Lack of parking citations causing problems for Nevada Supreme Court
The Nevada Supreme Court has a problem on its hands. Not enough people are breaking the law.
Chief Justice James Hardesty recently told a panel of state lawmakers that the court will be broke by May 1 if the legislature does not provide emergency funding to keep it operating. The biggest problem? A decline in the number of parking tickets being written, according to the Las Vegas Review Journal.
The court receives millions of dollars every year from parking tickets, which range from $30 to $120 per infraction, the paper reports. But the number of tickets written by law enforcement agencies around the state has been on the decline. In 2010, 615,267 citations were issued in Nevada. In 2014, that number dropped to 484,913.
“If this is not addressed by May 1, the court will not have sufficient cash to operate,” Hardesty said in his testimony to lawmakers. “I believe the Legislature has a constitutional obligation to fund the judicial branch of government. Do you want me to close the judicial branch of government at the state level on May 1?”

» **Material provided**
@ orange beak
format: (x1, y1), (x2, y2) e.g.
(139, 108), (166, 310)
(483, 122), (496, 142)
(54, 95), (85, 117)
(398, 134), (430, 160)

» **Work to do**
Answer these about the article on the Nevada Supreme Court's funding above:
(a) By what date did the chief justice say the court would run out of money without emergency funding?
(b) What is the range of fines per parking infraction?
(c) How many citations were issued in Nevada in 2014?

» **Correct result**
(a) May 1
(b) $30 to $120
(c) 484,913